↓↓↓

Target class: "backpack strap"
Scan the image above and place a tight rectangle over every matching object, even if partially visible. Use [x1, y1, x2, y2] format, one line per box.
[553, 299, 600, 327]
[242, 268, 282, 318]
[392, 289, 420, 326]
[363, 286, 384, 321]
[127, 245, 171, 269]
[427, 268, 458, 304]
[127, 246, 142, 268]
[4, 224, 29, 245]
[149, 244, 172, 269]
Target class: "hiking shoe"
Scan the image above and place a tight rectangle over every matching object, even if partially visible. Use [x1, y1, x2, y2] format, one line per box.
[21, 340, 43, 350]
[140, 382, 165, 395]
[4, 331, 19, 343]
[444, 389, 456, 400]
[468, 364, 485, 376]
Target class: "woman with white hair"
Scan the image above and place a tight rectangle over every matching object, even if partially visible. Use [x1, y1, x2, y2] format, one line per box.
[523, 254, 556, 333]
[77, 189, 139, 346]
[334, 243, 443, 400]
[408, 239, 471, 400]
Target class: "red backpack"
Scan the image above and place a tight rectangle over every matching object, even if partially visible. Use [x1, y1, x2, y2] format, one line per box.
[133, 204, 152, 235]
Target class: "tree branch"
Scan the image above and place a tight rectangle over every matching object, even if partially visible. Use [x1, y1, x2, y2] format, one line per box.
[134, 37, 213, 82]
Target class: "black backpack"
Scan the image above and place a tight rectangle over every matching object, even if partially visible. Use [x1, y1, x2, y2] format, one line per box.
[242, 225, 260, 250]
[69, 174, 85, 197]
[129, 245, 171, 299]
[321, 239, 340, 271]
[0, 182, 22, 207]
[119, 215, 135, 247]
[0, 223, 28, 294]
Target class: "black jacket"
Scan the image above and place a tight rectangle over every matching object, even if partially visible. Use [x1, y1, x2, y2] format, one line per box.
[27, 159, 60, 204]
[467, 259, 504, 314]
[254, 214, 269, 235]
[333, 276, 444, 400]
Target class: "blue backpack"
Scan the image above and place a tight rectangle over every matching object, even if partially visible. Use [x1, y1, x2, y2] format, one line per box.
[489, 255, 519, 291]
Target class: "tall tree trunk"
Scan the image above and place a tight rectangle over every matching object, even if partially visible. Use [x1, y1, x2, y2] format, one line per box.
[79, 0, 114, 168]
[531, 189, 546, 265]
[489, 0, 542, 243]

↑↑↑
↓↓↓

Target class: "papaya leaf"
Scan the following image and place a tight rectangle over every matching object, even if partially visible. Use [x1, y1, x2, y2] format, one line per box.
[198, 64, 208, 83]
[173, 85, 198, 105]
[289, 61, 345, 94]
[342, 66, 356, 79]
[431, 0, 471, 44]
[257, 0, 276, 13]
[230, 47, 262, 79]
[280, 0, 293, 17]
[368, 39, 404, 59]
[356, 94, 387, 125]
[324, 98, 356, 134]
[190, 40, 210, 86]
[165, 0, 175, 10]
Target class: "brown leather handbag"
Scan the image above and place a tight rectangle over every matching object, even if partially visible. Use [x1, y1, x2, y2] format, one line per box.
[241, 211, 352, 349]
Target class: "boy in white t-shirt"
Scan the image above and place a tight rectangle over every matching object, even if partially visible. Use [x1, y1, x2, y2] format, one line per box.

↑↑↑
↓↓↓

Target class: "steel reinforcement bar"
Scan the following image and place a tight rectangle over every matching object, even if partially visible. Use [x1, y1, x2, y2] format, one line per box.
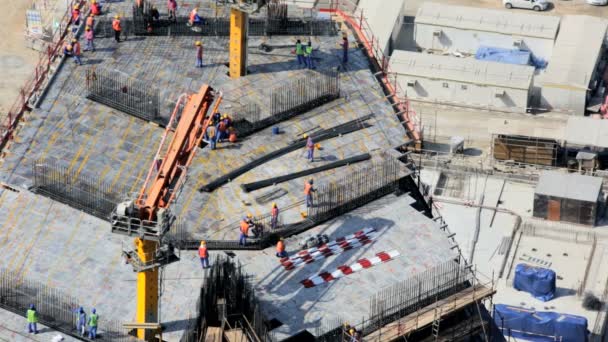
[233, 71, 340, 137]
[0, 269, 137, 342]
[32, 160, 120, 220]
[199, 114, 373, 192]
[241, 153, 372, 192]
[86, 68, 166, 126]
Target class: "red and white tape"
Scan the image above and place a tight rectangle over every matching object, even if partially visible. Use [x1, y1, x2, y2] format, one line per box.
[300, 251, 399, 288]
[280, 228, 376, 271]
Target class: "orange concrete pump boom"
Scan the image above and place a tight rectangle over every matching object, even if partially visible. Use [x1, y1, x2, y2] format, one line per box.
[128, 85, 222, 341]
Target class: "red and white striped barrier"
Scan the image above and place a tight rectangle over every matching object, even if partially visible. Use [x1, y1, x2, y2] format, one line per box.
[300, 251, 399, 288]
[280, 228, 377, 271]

↑↑↑

▸ **THE EXERCISE**:
Lay out the material from the line containing "and white striped" through the line containing "[280, 228, 377, 271]" as a Markdown table with the columns Row and Line, numbering each row and leaving out any blank lines.

▸ **SOLUTION BELOW**:
| Row | Line |
|---|---|
| 1 | Target class: "red and white striped barrier" |
| 2 | Scan the image above and place a tight rectangle over every matching object, even if partially visible. Use [x1, y1, x2, y2] format, one line per box. |
| 3 | [300, 251, 399, 288] |
| 4 | [280, 228, 377, 271] |